▶ **Problem requirements**: With the pictures left out, write out exactly the lines from the one containing "person in white" through the end.

▶ **Records to process**:
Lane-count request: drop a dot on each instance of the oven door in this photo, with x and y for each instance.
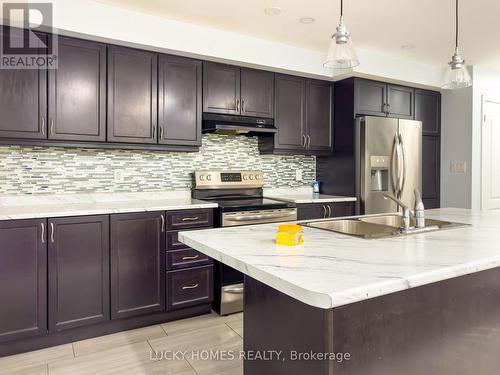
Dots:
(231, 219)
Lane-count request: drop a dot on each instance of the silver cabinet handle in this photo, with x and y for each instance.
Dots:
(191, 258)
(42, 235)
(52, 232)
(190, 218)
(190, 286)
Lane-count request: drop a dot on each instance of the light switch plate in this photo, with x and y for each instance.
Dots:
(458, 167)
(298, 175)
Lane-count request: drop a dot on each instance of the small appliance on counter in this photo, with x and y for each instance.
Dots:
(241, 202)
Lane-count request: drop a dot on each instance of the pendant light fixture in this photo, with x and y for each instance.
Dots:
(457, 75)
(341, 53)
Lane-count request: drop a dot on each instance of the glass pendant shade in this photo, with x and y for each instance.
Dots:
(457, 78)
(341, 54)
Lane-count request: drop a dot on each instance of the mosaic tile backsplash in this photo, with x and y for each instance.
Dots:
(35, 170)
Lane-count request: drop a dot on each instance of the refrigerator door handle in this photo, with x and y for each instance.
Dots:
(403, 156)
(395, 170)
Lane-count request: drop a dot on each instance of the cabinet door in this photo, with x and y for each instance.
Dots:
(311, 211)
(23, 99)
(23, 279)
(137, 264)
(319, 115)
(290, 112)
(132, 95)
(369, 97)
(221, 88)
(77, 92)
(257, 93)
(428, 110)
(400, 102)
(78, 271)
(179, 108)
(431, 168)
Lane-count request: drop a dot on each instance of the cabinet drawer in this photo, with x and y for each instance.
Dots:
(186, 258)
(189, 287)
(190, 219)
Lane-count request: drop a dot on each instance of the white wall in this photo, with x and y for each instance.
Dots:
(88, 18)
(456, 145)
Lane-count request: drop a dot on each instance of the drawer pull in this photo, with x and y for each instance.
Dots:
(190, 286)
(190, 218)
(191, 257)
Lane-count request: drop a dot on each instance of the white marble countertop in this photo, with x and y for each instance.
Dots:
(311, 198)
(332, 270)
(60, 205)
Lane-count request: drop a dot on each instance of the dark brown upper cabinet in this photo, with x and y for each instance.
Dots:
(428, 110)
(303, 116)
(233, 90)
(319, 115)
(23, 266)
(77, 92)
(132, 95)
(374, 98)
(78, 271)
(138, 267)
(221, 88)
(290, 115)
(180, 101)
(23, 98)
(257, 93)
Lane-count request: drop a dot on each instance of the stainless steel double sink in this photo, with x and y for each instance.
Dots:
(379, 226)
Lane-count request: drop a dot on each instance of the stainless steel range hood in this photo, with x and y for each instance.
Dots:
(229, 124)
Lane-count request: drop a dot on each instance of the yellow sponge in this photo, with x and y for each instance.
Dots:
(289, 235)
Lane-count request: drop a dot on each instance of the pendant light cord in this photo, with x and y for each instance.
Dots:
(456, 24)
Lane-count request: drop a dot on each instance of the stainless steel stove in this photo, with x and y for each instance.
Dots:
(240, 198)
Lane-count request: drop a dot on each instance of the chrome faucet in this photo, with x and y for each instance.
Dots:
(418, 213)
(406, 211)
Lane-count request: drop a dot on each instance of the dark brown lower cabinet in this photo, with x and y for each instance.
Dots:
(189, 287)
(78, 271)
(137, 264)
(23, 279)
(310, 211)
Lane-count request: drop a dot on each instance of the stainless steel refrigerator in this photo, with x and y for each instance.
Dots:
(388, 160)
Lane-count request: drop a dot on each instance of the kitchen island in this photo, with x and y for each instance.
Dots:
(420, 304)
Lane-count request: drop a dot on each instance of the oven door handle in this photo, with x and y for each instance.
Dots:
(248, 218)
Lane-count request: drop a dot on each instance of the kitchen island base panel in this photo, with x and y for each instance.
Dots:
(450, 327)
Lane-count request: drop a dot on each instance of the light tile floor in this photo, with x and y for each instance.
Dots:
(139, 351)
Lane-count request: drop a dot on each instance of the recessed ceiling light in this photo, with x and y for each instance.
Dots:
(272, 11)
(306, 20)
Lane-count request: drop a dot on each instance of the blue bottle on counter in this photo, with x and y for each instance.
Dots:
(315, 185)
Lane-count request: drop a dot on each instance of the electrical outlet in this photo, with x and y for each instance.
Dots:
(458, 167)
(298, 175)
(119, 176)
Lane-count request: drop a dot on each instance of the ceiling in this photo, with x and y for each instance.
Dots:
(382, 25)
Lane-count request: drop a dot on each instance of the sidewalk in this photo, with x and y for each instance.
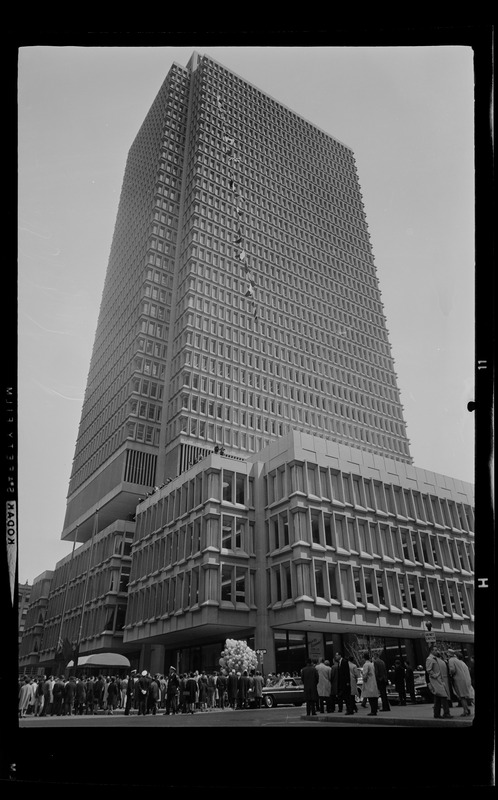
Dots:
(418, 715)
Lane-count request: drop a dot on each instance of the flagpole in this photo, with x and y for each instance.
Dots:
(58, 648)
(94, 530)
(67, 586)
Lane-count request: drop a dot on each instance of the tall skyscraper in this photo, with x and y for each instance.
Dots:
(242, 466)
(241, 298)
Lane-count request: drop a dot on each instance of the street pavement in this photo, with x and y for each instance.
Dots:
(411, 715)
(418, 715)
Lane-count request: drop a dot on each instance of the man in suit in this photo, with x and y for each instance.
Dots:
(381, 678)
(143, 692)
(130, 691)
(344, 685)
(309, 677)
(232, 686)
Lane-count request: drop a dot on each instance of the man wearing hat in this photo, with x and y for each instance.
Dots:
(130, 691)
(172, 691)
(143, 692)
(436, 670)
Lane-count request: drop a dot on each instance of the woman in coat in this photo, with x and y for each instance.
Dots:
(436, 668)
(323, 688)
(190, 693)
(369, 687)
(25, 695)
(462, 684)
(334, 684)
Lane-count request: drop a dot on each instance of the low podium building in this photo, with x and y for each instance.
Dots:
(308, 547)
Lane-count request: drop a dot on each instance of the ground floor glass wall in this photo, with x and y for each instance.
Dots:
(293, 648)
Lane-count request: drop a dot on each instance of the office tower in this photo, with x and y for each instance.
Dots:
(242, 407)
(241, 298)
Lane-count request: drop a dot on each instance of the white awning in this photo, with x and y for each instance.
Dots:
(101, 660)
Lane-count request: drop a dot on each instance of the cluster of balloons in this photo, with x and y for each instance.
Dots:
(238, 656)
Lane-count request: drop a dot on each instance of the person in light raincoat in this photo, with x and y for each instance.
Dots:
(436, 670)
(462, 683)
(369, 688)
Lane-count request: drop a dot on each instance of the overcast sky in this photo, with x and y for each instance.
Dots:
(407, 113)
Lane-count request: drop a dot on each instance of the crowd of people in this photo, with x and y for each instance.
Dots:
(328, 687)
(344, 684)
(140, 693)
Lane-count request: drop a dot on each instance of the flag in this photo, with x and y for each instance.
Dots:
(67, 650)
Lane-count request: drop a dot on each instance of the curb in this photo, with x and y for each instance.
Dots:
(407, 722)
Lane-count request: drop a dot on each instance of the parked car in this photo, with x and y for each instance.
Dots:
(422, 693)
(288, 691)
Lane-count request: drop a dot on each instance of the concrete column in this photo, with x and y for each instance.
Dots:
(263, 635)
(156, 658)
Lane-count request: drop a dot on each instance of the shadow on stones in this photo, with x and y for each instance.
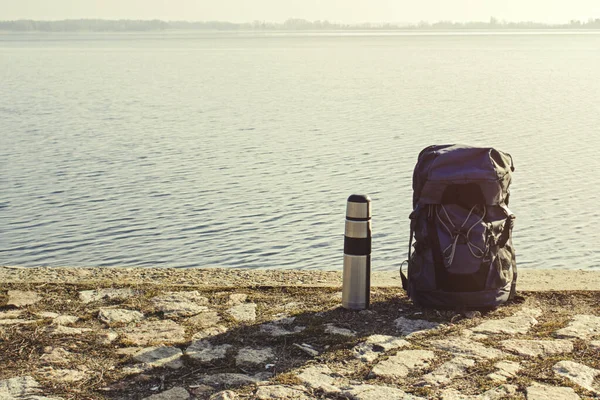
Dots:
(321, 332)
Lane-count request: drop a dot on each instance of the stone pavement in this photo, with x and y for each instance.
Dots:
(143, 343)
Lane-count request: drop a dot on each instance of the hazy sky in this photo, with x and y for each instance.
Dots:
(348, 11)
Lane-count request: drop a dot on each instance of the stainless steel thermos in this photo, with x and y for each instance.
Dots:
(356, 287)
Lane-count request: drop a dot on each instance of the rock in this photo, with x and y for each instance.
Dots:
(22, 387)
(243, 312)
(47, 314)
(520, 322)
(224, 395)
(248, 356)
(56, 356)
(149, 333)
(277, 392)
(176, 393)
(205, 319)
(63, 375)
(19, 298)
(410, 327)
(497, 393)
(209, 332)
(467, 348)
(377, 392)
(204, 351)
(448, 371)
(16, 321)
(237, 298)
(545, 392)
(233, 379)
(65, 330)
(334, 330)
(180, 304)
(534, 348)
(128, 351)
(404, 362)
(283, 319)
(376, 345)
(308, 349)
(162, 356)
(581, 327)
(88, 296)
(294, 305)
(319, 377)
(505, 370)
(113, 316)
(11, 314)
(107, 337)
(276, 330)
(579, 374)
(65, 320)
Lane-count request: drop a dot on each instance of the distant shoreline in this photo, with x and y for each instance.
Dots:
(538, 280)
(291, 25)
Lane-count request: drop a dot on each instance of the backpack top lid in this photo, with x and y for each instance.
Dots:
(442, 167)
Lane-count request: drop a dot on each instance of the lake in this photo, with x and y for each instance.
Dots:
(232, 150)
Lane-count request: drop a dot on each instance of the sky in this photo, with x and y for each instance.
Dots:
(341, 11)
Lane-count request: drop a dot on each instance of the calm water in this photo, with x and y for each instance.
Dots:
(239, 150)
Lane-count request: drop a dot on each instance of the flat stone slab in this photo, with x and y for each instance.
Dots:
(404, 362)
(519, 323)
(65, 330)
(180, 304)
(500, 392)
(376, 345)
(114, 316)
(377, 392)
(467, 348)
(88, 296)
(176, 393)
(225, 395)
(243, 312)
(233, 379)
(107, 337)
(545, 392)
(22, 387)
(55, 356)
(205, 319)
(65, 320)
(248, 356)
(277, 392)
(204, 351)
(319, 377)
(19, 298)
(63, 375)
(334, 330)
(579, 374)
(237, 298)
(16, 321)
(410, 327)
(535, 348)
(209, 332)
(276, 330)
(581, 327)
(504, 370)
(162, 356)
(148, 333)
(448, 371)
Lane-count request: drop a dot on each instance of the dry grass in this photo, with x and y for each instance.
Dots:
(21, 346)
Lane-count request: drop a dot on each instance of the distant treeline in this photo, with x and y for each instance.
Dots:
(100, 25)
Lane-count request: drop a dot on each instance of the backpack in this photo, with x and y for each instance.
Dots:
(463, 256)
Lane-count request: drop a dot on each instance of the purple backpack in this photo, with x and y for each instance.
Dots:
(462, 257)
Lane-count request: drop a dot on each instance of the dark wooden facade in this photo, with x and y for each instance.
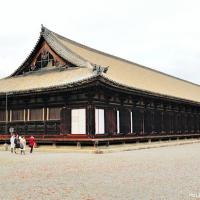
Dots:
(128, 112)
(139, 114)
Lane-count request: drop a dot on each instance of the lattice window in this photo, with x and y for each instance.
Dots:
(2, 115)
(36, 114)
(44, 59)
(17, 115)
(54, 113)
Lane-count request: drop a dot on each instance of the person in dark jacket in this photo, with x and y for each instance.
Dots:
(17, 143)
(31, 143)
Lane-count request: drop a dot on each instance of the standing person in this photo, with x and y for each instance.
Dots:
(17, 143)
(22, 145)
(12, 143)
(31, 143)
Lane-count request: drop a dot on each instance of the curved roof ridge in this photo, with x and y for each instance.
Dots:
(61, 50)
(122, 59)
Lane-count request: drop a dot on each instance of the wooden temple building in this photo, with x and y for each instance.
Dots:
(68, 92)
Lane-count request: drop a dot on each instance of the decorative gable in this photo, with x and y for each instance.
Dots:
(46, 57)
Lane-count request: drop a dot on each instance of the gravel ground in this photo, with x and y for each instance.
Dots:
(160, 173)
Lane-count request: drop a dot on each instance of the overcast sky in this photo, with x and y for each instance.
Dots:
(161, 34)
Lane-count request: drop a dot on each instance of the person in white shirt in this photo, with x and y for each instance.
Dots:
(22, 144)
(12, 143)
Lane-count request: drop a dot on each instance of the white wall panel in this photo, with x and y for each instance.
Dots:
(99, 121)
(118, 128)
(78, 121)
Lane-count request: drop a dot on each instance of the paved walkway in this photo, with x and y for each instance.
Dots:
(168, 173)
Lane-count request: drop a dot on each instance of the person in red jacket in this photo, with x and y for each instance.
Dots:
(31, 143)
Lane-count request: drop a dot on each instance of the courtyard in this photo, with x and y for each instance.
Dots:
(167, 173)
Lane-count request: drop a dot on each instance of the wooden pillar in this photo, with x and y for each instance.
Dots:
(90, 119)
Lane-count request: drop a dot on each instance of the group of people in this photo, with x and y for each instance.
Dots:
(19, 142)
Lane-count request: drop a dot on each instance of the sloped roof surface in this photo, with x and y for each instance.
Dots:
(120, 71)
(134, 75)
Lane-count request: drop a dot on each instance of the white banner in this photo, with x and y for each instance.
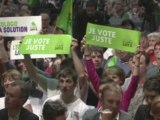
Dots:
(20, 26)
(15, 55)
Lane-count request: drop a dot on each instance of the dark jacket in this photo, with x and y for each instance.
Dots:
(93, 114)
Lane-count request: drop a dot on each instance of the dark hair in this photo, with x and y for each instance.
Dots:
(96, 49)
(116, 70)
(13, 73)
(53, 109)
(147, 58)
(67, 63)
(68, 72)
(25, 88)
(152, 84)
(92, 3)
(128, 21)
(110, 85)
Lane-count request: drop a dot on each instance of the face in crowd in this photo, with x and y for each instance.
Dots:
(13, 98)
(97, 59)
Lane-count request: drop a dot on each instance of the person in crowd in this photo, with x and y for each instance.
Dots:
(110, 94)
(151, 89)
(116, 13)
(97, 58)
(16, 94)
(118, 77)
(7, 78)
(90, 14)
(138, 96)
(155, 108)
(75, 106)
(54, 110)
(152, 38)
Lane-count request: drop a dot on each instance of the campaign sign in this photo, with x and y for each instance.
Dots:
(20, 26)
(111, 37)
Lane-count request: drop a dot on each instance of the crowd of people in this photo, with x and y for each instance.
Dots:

▶ **Exercise response**:
Lane-count request: drop a dot on each instance of the person in white shirt in this photo, with x and y for each instance.
Dots:
(22, 144)
(12, 143)
Lane-count request: drop a dot on each instance of the white wall panel in this photo, with x and y for each instance.
Dots:
(99, 121)
(118, 128)
(78, 121)
Lane-count request: drop a dot on each instance of the paved walkway in this photo, with x and y for each instance.
Dots:
(168, 173)
Lane-count request: drop a dot on each instance of the person in red jacket in this photo, with x and y for each instance.
Dots:
(31, 143)
Lane-count request: drop a dot on each instance of the courtyard in this photo, with x and y for each instance.
Dots:
(167, 173)
Lane-count request: drop a dot on each instance of the wooden pillar in this photo, with x and y for each instance.
Dots:
(90, 119)
Lane-count request: drop a dot on each instance of the group of people in this photo, with x and y for each instance.
Dots:
(19, 142)
Lane-count request: drop a dot on each instance of the sloped roof surface in this photo, with x and y for each instance.
Dots:
(120, 71)
(134, 75)
Lane-count request: drop a dot on each instance of the white banner in this photo, with x and y for each instance.
Dots:
(20, 26)
(15, 55)
Lane-count request: drop a dot on each instance of the dark jacket in this photo, with x and y for each instance.
Dots:
(93, 114)
Lane-count request: drop a dot on each instance of the dark hair in this photo, with x and y for each instance.
Dots:
(96, 49)
(116, 70)
(13, 73)
(53, 109)
(147, 58)
(67, 63)
(68, 72)
(25, 88)
(152, 84)
(92, 3)
(128, 21)
(110, 85)
Lane-count request: drop a dot on each instance of the face in crowd in this photo, with x and y for each instance.
Dots:
(13, 98)
(97, 59)
Lane-count request: drop a dot on each instance of the person in crowd in this photo, with x and y for each instance.
Dots:
(110, 94)
(151, 89)
(116, 13)
(97, 58)
(16, 94)
(118, 77)
(7, 78)
(90, 14)
(138, 96)
(155, 108)
(75, 106)
(54, 110)
(152, 38)
Lane-count request: drop a dot on each instance of the campaign sign in this photo, with x and y for each instance.
Dots:
(20, 26)
(111, 37)
Lane-count request: drop a dot on each instance of the crowd of people in this photo, with x and y for each instance.
Dots:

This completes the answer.